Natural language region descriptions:
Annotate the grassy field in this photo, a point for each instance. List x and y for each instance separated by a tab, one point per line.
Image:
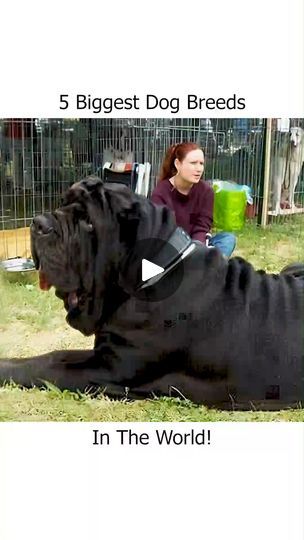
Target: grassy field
33	322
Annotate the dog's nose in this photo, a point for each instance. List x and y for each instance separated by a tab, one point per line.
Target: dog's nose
42	225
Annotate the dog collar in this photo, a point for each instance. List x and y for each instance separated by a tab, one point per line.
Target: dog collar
183	247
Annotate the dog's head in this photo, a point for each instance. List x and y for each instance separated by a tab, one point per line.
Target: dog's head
79	248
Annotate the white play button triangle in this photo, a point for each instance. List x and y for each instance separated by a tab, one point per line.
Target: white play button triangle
149	269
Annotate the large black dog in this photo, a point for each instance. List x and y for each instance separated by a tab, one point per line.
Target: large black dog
212	330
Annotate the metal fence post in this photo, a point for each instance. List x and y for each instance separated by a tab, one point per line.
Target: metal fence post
266	180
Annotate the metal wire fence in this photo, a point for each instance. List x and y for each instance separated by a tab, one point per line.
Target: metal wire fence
40	157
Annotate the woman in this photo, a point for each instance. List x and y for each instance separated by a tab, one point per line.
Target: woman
180	188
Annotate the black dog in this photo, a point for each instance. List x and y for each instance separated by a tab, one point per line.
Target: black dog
212	330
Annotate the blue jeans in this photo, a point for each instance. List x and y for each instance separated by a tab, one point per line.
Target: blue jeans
225	242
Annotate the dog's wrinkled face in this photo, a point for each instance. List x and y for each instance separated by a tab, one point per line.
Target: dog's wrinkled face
67	248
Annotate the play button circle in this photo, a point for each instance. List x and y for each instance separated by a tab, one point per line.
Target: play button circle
149	270
157	267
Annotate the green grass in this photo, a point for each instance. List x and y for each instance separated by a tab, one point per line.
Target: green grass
32	322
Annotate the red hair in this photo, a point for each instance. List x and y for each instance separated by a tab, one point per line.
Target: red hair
176	151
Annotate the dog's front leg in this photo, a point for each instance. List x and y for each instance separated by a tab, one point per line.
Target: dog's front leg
50	367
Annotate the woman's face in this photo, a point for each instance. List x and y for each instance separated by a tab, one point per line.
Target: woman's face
191	167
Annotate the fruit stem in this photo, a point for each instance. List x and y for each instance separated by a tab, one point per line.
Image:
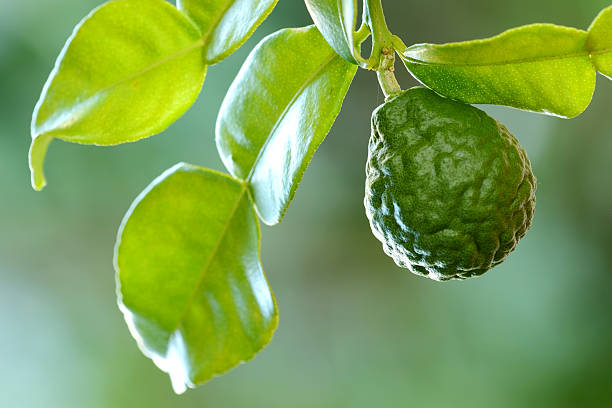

■ About this exercise: Repeat all the records above exactly, leaving out any pictures.

■ Task answer:
Annotate the grassy field in this photo, a point for each instance. List x and y for each instance separated by a tab, one point per line.
Image:
Target: grassy field
33	322
Annotate the dog's nose in this photo, a point for each instance. List x and y for each instance separated by a tab, one point per line.
Target: dog's nose
42	225
Annotate the dog collar in this photo, a point for each instance. List x and y for each instance separated by a tab, one point per line.
Target: dog collar
183	247
Annotate the dog's head in this photo, a point for each instance. List x and y for each instance separated by a tab, one point per line.
Target: dog's head
79	248
Annotate the white play button triangle in this photo, a point for each instance. List x and y for each instance separated by a tab, one point per line.
Target: white play button triangle
149	269
Annotate the large black dog in this photo, a point for each instance. List x and y for each instance separated by a tab, one point per line.
Target: large black dog
212	330
Annotate the metal fence post in this photo, a point for each instance. List x and y for each instance separated by a tab, one point per line.
Target: metal fence post
266	180
Annotate the metal wire fence in this photo, a point for each instance. List x and y for each instance separated by a tab, one point per line.
Target: metal wire fence
40	157
Annotate the woman in this photo, a point for each instance. List x and y for each instance separated by a tab, one point per line.
Target: woman
180	188
Annotate the black dog in this photo, a point for each instance. List x and y for each instance separated by a tab, one point per line.
Target: black dog
212	330
Annotate the blue jeans in this photo, a point for each instance. List x and y for each instance separated by a tab, one point per line.
Target: blue jeans
225	242
Annotate the dog's wrinkled face in this photo, a point for each instance. List x and y for each instance separated by a tab, one point per line.
Target: dog's wrinkled face
67	248
Annotate the play button circle in this photo, a point for each instance. List x and y for each instance separated by a tab, one point per line.
Target: play button circle
149	270
157	267
Annotate the green grass in this photo, a point for each instance. List x and y for each instance separated by a tab, one point per line.
Target: green grass
32	322
Annotate the red hair in this photo, a point for each instance. List x and y for each instance separated by a tab, one point per line.
Target: red hair
176	151
Annotate the dog's front leg in this photo, a point for each instance. List x and y for each instance separated by a tab, one point per line.
Target: dog's front leg
50	367
Annotate the woman's face in this photo, a point for each instance. List x and y for each instance separated by a tab, one point per line.
Target: woman's face
191	167
Annotate the fruit stem in this photo, a point for each instance. List x and y for each instance separated by a tab, one point per line.
Image:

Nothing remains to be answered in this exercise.